▶ [SOURCE TEXT]
#####
Closed atuldeshpande closed 5 years ago
One change is that the intermediate .mat
files are now stored in the HDF5 file format (MATLAB v7.3). compare_adj_matrices.py
will need to be updated to support this new format. Then this optimized code should still produce the same sparse matrices as the prior code.
Once we have the updated test code, we can recompile the MATLAB code, update the Docker image, and confirm the test cases pass.
Before merging, we'll create a copy of the input .mat
file that is used to track intermediate state on disk. Then we can add these to .gitignore
so that we do not track them in the repository.
@atuldeshpande will send instructions for re-compiling glmnet in the MATLAB 2018a environment and the new MATLAB compile command that excludes unnecessary toolboxes.
#####
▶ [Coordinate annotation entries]
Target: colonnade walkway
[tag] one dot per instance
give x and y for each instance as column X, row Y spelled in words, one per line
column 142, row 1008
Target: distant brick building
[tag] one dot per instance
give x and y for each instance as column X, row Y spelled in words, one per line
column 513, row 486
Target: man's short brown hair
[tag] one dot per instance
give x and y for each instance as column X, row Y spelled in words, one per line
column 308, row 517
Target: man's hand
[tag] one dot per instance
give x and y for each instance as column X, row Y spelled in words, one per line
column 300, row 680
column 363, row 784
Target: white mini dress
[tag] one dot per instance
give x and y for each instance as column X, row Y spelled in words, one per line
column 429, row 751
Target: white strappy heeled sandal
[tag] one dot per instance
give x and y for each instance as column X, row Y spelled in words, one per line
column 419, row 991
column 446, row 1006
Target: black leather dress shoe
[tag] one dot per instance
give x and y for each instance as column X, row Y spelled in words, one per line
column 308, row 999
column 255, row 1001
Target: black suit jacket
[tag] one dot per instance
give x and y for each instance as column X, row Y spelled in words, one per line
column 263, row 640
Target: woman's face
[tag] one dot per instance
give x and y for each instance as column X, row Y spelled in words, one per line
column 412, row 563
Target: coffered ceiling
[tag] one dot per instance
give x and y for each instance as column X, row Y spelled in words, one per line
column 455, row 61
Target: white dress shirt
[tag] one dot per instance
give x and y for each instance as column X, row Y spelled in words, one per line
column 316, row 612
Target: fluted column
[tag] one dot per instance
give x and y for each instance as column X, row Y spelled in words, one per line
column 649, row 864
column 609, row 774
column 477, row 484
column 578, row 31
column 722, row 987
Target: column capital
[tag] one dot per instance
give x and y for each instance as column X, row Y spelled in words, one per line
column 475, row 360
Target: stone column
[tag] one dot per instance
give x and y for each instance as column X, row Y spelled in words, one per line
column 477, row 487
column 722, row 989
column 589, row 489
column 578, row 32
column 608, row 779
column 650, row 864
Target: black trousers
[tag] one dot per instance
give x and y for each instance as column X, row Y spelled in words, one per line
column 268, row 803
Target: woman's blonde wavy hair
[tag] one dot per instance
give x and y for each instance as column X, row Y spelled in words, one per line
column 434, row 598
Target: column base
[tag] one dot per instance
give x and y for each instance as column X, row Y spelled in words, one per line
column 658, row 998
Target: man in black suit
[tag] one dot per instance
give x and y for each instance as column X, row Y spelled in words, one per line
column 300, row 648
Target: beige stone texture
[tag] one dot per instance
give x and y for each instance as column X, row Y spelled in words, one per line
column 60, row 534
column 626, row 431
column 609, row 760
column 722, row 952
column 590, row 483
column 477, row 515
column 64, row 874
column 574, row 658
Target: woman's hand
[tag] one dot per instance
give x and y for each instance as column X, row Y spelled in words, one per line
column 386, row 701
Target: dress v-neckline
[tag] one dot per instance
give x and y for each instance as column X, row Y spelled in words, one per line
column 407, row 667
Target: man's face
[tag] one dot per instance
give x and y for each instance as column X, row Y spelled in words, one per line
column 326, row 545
#####
▶ [INSTRUCTIONS]
A – Retype the text about the HDF5 .mat file change in full, without altering anything.
B – Change "dot" to "point" in the entries, starting at the first entry and ending at the line that contains "column 446, row 1006", and write out those lines again with everything else unchanged.

▶ [SOLUTION SET]
A –
Closed atuldeshpande closed 5 years ago
One change is that the intermediate .mat
files are now stored in the HDF5 file format (MATLAB v7.3). compare_adj_matrices.py
will need to be updated to support this new format. Then this optimized code should still produce the same sparse matrices as the prior code.
Once we have the updated test code, we can recompile the MATLAB code, update the Docker image, and confirm the test cases pass.
Before merging, we'll create a copy of the input .mat
file that is used to track intermediate state on disk. Then we can add these to .gitignore
so that we do not track them in the repository.
@atuldeshpande will send instructions for re-compiling glmnet in the MATLAB 2018a environment and the new MATLAB compile command that excludes unnecessary toolboxes.

B –
Target: colonnade walkway
[tag] one point per instance
give x and y for each instance as column X, row Y spelled in words, one per line
column 142, row 1008
Target: distant brick building
[tag] one point per instance
give x and y for each instance as column X, row Y spelled in words, one per line
column 513, row 486
Target: man's short brown hair
[tag] one point per instance
give x and y for each instance as column X, row Y spelled in words, one per line
column 308, row 517
Target: man's hand
[tag] one point per instance
give x and y for each instance as column X, row Y spelled in words, one per line
column 300, row 680
column 363, row 784
Target: white mini dress
[tag] one point per instance
give x and y for each instance as column X, row Y spelled in words, one per line
column 429, row 751
Target: white strappy heeled sandal
[tag] one point per instance
give x and y for each instance as column X, row Y spelled in words, one per line
column 419, row 991
column 446, row 1006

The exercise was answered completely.